Datensätze zu Positionen von Objekten
====

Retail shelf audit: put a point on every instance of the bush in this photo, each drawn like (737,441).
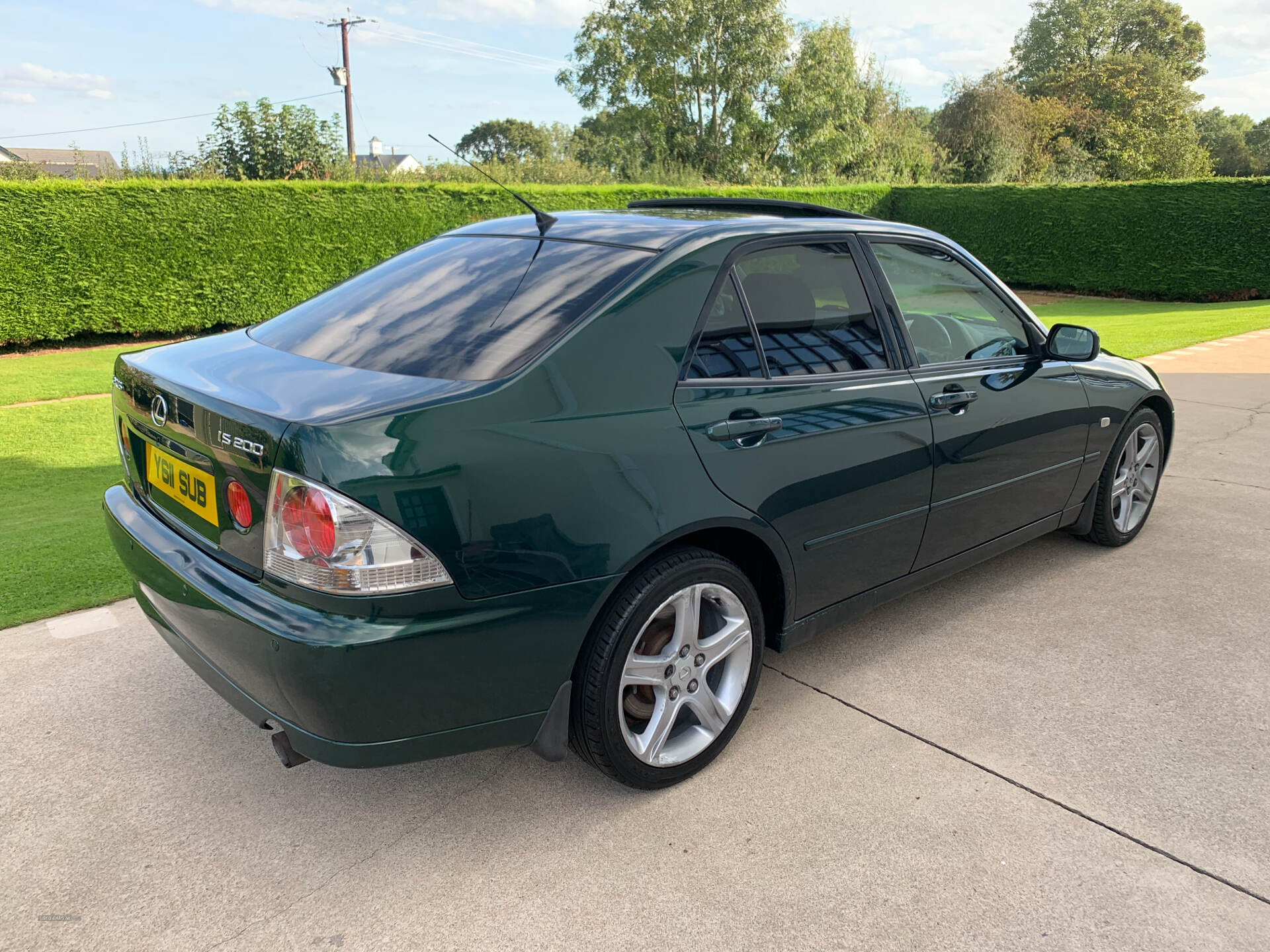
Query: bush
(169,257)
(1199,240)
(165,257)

====

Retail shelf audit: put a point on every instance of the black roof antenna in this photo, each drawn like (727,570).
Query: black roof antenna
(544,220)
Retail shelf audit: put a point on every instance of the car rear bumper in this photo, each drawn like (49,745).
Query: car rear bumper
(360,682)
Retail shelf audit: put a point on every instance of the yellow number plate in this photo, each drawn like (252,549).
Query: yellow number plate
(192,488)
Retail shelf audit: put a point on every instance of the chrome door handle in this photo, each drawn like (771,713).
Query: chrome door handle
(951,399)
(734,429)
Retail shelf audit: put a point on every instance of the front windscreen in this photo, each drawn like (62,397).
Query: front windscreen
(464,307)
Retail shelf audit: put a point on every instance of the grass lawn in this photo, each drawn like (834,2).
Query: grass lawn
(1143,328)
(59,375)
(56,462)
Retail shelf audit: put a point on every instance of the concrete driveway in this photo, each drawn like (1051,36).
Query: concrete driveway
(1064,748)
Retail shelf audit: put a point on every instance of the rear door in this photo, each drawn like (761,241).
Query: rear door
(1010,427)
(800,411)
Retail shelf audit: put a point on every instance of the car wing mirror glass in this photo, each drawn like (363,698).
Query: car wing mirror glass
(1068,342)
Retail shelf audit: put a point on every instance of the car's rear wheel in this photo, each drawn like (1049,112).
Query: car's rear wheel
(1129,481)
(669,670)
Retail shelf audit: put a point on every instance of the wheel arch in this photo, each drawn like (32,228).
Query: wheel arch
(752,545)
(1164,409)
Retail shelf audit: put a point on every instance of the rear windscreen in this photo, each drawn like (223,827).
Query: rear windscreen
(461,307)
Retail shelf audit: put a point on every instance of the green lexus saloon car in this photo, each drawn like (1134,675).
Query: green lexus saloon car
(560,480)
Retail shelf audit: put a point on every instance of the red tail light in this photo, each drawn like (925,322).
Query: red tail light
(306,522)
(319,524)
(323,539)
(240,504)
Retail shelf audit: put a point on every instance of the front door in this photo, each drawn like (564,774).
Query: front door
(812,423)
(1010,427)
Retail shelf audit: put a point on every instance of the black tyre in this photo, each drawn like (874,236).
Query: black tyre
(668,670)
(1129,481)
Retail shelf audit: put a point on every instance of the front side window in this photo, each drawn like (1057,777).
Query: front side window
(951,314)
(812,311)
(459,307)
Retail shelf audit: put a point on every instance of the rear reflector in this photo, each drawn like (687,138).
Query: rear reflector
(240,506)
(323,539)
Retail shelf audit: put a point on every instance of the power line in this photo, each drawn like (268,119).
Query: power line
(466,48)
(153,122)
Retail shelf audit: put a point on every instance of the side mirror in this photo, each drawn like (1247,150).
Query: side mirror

====

**Aufgabenstellung:**
Aktualisiere die Zeilen ab der Zeile mit „drawn like (268,119).“ bis einschließlich der Zeile mit „Query: side mirror“, indem du „power line“ durch „power cable“ ersetzt und alles andere unverändert lässt. Gib nur diese Zeilen aus.

**Ergebnis:**
Retail shelf audit: put a point on every instance of the power cable in this photo, each drawn like (268,119).
Query: power cable
(466,48)
(153,122)
Retail shelf audit: put a point on every instance of the side mirror in this photo, each drawn like (1247,150).
Query: side mirror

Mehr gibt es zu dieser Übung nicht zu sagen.